-------- EXCERPT TO READ
Danny Ford

Biographical details
- Born: April 2, 1948 (age 78) Gadsden, Alabama, U.S.

Playing career
- 1967–1969: Alabama
- Position: Offensive tackle

Coaching career (HC unless noted)
- 1973: Alabama (OL)
- 1974–1976: Virginia Tech (OL)
- 1977–1978: Clemson (OL)
- 1978–1989: Clemson
- 1993–1997: Arkansas

Head coaching record
- Overall: 122–59–5
- Bowls: 6–3

Accomplishments and honors

Championships
- 1 national (1981) 5 ACC (1981–1982, 1986–1988) 1 SEC Western Division (1995)

Awards
- AFCA Coach of the Year (1981); Eddie Robinson Coach of the Year (1981); ACC Coach of the Year (1981); First-team All-SEC (1969);
- College Football Hall of Fame Inducted in 2017 (profile)

= Danny Ford =

American football player and coach (born 1948)

Danny Lee Ford (born April 2, 1948) is an American former college football player and coach. He played college football at the University of Alabama from 1967 to 1969. He then served as the head football coach at Clemson University from 1978 to 1989 and at the University of Arkansas from 1993 to 1997, compiling a career record of 122–59–5. During his 12 seasons as head coach of the Clemson Tigers, he captured five ACC titles and won six bowl games. Ford's 1981 Clemson team completed a 12–0 season with a win in the Orange Bowl and was named the consensus national champion.

==Early career==
After graduating from Gadsden High School in Gadsden, Alabama in 1966, Ford was an All-SEC selection under Paul "Bear" Bryant at the University of Alabama, where he played in three bowl games. He received a bachelor's degree in industrial arts in 1970 and a master's degree in special education in 1971 from Alabama. Ford coached as an assistant at Alabama and Virginia Tech before joining Charley Pell's staff at Clemson.

==Clemson==
Pell left for the University of Florida after the end of the 1978 season, and Ford was named his successor. He led the Tigers in the 1978 Gator Bowl, defeating Ohio State, 17–15. That game is more remembered, however, for an incident in which Buckeye coach Woody Hayes punched Clemson nose guard Charlie Bauman. Hayes was fired the next day.
----------------
**TASK SET**:
a) Echo the stretch of the Danny Ford biography from "Biographical details" through "1977–1978: Clemson (OL)", word for word.
b) Carry on the Danny Ford biography from the point where it stops.
The records play no part in this exercise.
-------- DATA
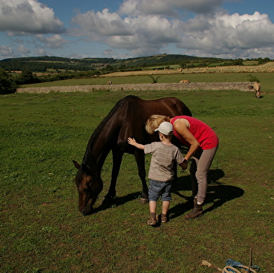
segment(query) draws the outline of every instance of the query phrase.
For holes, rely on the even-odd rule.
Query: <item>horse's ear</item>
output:
[[[79,170],[80,167],[81,167],[81,165],[79,163],[78,163],[76,161],[75,161],[74,160],[73,160],[72,162],[73,162],[74,165]]]
[[[91,170],[87,165],[82,163],[82,171],[86,173],[87,175],[91,173]]]

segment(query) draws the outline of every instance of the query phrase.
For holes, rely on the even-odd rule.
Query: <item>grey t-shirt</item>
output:
[[[152,154],[148,178],[166,182],[173,180],[172,170],[174,163],[180,164],[184,158],[180,149],[175,145],[166,145],[161,142],[145,145],[145,154]]]

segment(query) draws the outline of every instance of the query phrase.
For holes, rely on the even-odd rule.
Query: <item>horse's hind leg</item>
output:
[[[113,149],[113,170],[111,173],[111,181],[108,192],[105,196],[103,202],[111,201],[116,196],[117,177],[121,166],[123,153],[118,149]]]
[[[141,204],[147,204],[148,202],[148,188],[145,181],[145,154],[143,151],[136,150],[134,156],[137,163],[138,175],[142,182],[143,186],[143,193],[140,199],[140,202]]]

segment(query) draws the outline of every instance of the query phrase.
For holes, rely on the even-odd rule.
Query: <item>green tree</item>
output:
[[[0,68],[0,94],[15,93],[17,87],[15,81],[3,68]]]
[[[23,70],[18,77],[18,81],[21,84],[27,84],[34,82],[34,75],[29,70]]]

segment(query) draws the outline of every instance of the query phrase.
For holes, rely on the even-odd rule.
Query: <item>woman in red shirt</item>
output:
[[[180,142],[189,149],[185,161],[192,156],[189,172],[192,177],[192,196],[194,207],[185,219],[196,218],[203,213],[203,204],[206,195],[208,173],[218,149],[219,139],[215,131],[204,122],[189,116],[169,117],[154,115],[147,121],[145,129],[153,133],[163,121],[173,126],[173,134]]]

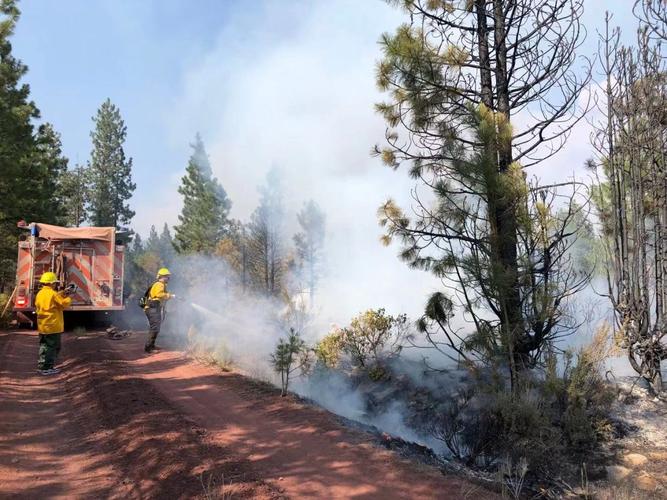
----------------
**RESPONSES BY TASK**:
a)
Biographical details
- Born: April 2, 1948 (age 78) Gadsden, Alabama, U.S.

Playing career
- 1967–1969: Alabama
- Position: Offensive tackle

Coaching career (HC unless noted)
- 1973: Alabama (OL)
- 1974–1976: Virginia Tech (OL)
- 1977–1978: Clemson (OL)

b)
In 1981, Ford led Clemson to a 12–0 record and the national championship—the first national title in the school's 98-year history. They won the title by defeating Nebraska in the 1982 Orange Bowl. Nebraska was the third top-10 team upended by the Tigers that year, the others being defending national champion Georgia and North Carolina. (All three of these teams remained ranked in the top 10 at the end of the season in the final poll.) As of the 2023 season, Ford is still the youngest coach to win a national championship, doing so at age 33. Just days after the 1982 season ended, however, the Tigers were found guilty of recruiting violations. While most of them occurred under Pell, the NCAA found they had continued under Ford. The Tigers were barred from bowl games in 1982 and 1983, and kicked off live television in 1983 and 1984.

Ford didn't take long to recover from the probation, and won three straight ACC titles from 1986 and 1988. In 1989, Clemson registered a 10–2 season and top-12 national ranking for the fourth straight season. Ford closed his career with a 27–7 win over West Virginia (and their All-America quarterback Major Harris) in the Gator Bowl. In the decade of the 1980s, Clemson had the nation's fifth-highest winning percentage.

While at Clemson, Ford defeated a number of coaches later inducted into the College Football Hall of Fame, including Dan Devine, Joe Paterno, Tom Osborne, Barry Switzer, Bobby Bowden, Vince Dooley, Don Nehlen, and Woody Hayes.

Ford resigned on January 18, 1990, after a falling out with Clemson administration. He was subsequently cleared in an NCAA investigation that also was announced around that time.

Ford compiled a 96–29–4 (.760) record at Clemson, including a 6–2 bowl record. At the time of his resignation, he was the second-winningest coach in school history, behind only Frank Howard–a distinction he would maintain until 2017, when he was passed by current coach Dabo Swinney. He was the third winningest coach in the country on a percentage basis after the 1989 season. Ford also coached 21 All-Americans and 41 players who went on to play in the NFL, during his 11 seasons at Clemson.

==Arkansas==
Joe Kines brought Ford to the University of Arkansas in 1992 to help with the clean-up following Frank Broyles' firing of Jack Crowe (Ford's former offensive coordinator at Clemson) after a loss to The Citadel. This immediately led to speculation that Ford would be named head coach on a permanent basis. The speculation bore fruit after the season, when Ford was named head coach. He led Arkansas to an SEC West championship in 1995 on the legs of Madre Hill and the defensive genius of Joe Lee Dunn, after emerging from two years under Crowe. However, this was one of only two winning seasons the Razorbacks notched in Ford's tenure. Broyles fired Ford following back-to-back 4–7 campaigns. Ford finished 26–30–1 in five seasons with the Razorbacks.

It was ironic that Ford ended up at Arkansas, since his replacement at Clemson was former Razorback head coach Ken Hatfield, who had had his own falling out with Arkansas athletic director Frank Broyles. Hatfield took the Clemson job in January 1990, less than a week after Ford resigned, without even visiting the campus.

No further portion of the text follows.